What this task involves: Copy out all of the records below with "put a dot" substituted for every occurrence of "place a marker", keeping everything else the same.

Working data:

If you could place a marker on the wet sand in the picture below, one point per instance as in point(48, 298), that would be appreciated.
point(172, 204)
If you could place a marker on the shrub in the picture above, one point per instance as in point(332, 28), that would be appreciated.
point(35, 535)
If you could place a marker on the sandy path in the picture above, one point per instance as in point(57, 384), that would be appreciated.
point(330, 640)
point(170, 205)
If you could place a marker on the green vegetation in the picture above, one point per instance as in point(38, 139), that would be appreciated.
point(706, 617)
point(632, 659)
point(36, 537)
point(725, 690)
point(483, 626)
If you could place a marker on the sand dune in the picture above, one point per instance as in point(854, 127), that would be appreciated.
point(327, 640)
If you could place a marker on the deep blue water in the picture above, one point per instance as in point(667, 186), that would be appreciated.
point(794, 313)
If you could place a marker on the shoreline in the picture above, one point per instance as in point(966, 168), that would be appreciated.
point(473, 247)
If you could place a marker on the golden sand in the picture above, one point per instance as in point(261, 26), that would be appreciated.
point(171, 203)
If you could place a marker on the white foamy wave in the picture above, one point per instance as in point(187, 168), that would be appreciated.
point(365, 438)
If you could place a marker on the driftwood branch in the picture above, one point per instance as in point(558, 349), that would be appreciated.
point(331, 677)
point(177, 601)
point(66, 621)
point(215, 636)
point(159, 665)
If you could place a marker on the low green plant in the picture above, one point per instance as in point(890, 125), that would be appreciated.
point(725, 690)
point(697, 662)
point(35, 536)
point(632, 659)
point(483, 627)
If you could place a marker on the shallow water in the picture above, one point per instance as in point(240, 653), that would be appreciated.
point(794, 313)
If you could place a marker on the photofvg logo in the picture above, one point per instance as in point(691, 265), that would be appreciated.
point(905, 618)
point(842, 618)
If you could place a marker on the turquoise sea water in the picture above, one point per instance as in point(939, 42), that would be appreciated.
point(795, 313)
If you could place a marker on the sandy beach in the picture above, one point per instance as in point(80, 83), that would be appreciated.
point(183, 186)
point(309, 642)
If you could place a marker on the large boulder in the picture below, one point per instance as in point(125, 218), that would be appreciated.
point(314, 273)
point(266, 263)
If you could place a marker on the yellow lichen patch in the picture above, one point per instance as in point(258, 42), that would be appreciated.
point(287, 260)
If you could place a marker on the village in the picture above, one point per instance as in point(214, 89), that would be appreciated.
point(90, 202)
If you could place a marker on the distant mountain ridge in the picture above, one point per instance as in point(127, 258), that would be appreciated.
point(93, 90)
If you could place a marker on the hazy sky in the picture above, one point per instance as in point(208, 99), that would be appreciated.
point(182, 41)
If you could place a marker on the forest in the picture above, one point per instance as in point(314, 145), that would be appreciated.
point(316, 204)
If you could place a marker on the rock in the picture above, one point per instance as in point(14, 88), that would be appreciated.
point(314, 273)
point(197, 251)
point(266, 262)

The response:
If you could put a dot on the wet sand in the picture below, one point per instance as in point(48, 298), that would be appreciated.
point(172, 204)
If you could put a dot on the shrub in the picture above, one point per instance as in point(332, 28), that would be appreciated.
point(35, 535)
If you could put a dot on the sandy path in the picture above, one point per instance as in point(57, 384), that would be appreciated.
point(330, 640)
point(170, 205)
If you could put a dot on the green vegetation in the picture above, one point per instance as in point(38, 139), that would be appreciated.
point(706, 617)
point(632, 659)
point(36, 537)
point(725, 690)
point(483, 626)
If you could put a dot on the sand dune in the picture above, one point per instance as in point(854, 127), that would be appreciated.
point(327, 640)
If you could put a dot on the deep blue water in the picture above, one point per instance as in point(667, 186), that would be appreciated.
point(794, 313)
If you could put a dot on the shoreline in the picture above, one point per instance as in point(966, 168), that would be appreciated.
point(473, 247)
If you could put a dot on the golden sand in the picture above, one point per instance as in point(261, 26), that would be appreciated.
point(171, 203)
If you could put a dot on the white foamy wave in the picture above, one point per instance as in point(187, 168), that would be appreciated.
point(365, 438)
If you could put a dot on the driftwood branch in the picture above, one point per instance as in point(558, 349), that would be appreciated.
point(331, 677)
point(177, 601)
point(66, 621)
point(215, 636)
point(159, 665)
If you could put a dot on the low green plant in the picture above, one point per instance as in point(890, 125), that would be appreciated.
point(725, 690)
point(697, 662)
point(35, 536)
point(632, 659)
point(483, 627)
If you could put a dot on the shallow water in the picture above, one point per instance as in point(240, 653), that would be appreciated.
point(794, 313)
If you could put a dot on the photofvg logo in the picture above, one point per instance as in point(691, 265), that would be appreciated.
point(905, 618)
point(842, 618)
If you could put a dot on the turquoise sea water in the picture above, one point per instance as in point(939, 42), that would be appreciated.
point(795, 313)
If you could put a dot on the sandy beach in the picture above, one point per instance as in point(80, 83), that would be appreciated.
point(183, 186)
point(309, 642)
If you could put a dot on the large boulder in the picture below, one point per instance as in point(125, 218), that would be appreciated.
point(314, 273)
point(266, 263)
If you could put a dot on the yellow lichen patch in the picture above, one point per instance as in point(258, 42), that would be appreciated.
point(287, 260)
If you could put a dot on the village in the picture above, one point per instance as in point(214, 89), that would be appreciated.
point(90, 202)
If you could put a dot on the distant mountain ridge in the picture above, one point per instance as in point(127, 258), that would be appreciated.
point(93, 90)
If you could put a dot on the hazy sky in the picture above, one point per instance as in point(208, 99), that would be appreciated.
point(182, 41)
If you could put a dot on the forest in the picture above, one point per instance as in point(314, 145), that would be appreciated.
point(316, 204)
If you could put a dot on the rock in the picture above, one point per instance as in point(14, 88), that would be appreciated.
point(314, 273)
point(197, 251)
point(266, 262)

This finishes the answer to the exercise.